### Document excerpt:
'''
The kusudama, meaning medicine ball in Japanese, is a sphere made of pyramidal units, and traditionally it contained incense or potpourri. It consisted of elegant shapes, like flowers, made of square sheets of paper, sewn or glued together to form a ball. It is a precursor to modular origami, where multiple paper units form a larger construction by folding them together, without using glue. Nowadays, the kusudama has made a comeback within the origami family, and modern origami artists have created beautiful kusudama patterns that don’t require glue.
Kusudamas are usually created by folding a number of sonobes, which are basically parallellograms with two folds in them. The ends can be inserted into the centers of other sonobes, and three sonobes together form a pyramid. Using 6 sonobes, you can make a cube, with 12 you can make an octahedron, and 30 units can form an icosahedron.
By changing the sonobe module, the resulting modular origami also changes. People like Tomoko Fuse, Maria Sinayskaya and Ekaterina Lukasheva have contributed quite a lot and the resulting kusudamas look spectacular. They mostly use the icosahedron shape.
I love making geometric shapes, so I tried my hand at kusudamas. I already made an octahedron some time ago, which worked as a teaser for me. I made another one for my father’s birthday, and then I became curious about the more complex shapes.
I found the instructions for the Waltz sonobe kusudama (by Maria Sinayskaya) and started folding the sonobes. I used three different papers to make things more interesting. Then I came to the assembly part. Wow. That was hard. I managed to assemble the bottom part, but after that, adding one sonobe made a couple of others fall out of the shape. I tried and tried, but it took so long that I took some drastic action: in came the glue!
That did the trick, and I finished the model without further problems. It looks quite beautiful, and it is about 11 centimeters in diameter.
'''
### Work instructions:
- A) According to the kusudama text, how many sonobe units can form an icosahedron?
- B) Rewrite the stretch of the kusudama text from "By changing the" through "more complex shapes.", swapping "geometric shapes" for "symmetrical forms".
- C) Write a continuation of the kusudama text that picks up after its final sentence.

### Supplied information:
'''
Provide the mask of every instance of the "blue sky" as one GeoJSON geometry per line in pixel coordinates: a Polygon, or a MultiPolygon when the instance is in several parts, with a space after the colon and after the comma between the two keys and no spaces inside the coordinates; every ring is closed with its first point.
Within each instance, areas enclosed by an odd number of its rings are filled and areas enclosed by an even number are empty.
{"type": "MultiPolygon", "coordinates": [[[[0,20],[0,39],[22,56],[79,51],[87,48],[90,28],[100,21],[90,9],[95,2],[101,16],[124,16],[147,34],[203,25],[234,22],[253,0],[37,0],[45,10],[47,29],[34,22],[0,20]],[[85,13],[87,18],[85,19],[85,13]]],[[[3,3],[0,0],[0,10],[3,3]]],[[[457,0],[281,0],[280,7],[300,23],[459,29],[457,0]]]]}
'''
### Results of the exercise:
- A) Thirty units can form an icosahedron.

- B)
By changing the sonobe module, the resulting modular origami also changes. People like Tomoko Fuse, Maria Sinayskaya and Ekaterina Lukasheva have contributed quite a lot and the resulting kusudamas look spectacular. They mostly use the icosahedron shape.
I love making symmetrical forms, so I tried my hand at kusudamas. I already made an octahedron some time ago, which worked as a teaser for me. I made another one for my father’s birthday, and then I became curious about the more complex shapes.

- C)
Although this was a hard one, it did whet my appetite. I looked for more instructions, and also bought the Kusudama origami book by Ekaterina Lukasheva. I collected some instructions on my Pinterest too.
I found the Seastar kusudama (by Tomoko Fuse) and decided to fold that one. I just got some 6x6cm Japanese papers (all with different patterns and colours), and I wanted to use those. However, it didn’t turn out that nicely. Most of the coloured side was actually turned inward, because the star legs were supposed to be coloured. What to do?
First, I thought I could just reverse the sonobe pattern and put the colour on the outside (and have white stars). But then I thought that the kusudama would probably look better if I used the same origami paper throughout. So I decided to refold the sonobes and just fold a basic icosahedron instead, showcasing all the different paper patterns. Its diameter is only about 7 centimeters!
I did want to give the Seastar kusudama another try, though, and used simple memo sheets to fold it to see if I wanted to buy some paper for it to make a nice version. When working with the memo paper, I noticed the big difference with “real” origami paper. Especially the Japanese paper from my previous project in a way felt more like fabric than like paper. It must have something to do with the kind of fibers used, I think. The memo paper is also more fragile after folding, it tears more easily. It’s a nice shape and I may make another one in smaller, real origami paper that is coloured on both sides. Or make little drawings in the backgrounds. That would look nice too.
These projects take quite some time, as you have to fold 30 units and then assemble the final product. I also like to get some instant gratification, so I made some smaller projects in between as well. Last Thursday, a friend got married, and I made her and her husband a little modular box with built-in cranes on top, two golden cranes inside, a personal letter folded in a special way, and a little present.
I also made another modular project that you could call a kusudama (even though it’s a cube, not a sphere). I used 12 sheets of paper (15×15 cm) and it was quite a challenge to get the spirals right (especially the last one). But I like the result!
At the moment I’m folding the sonobes for the Alina kusudama by Ekaterina Lukasheva, another 30-unit kusudama, with flower petals!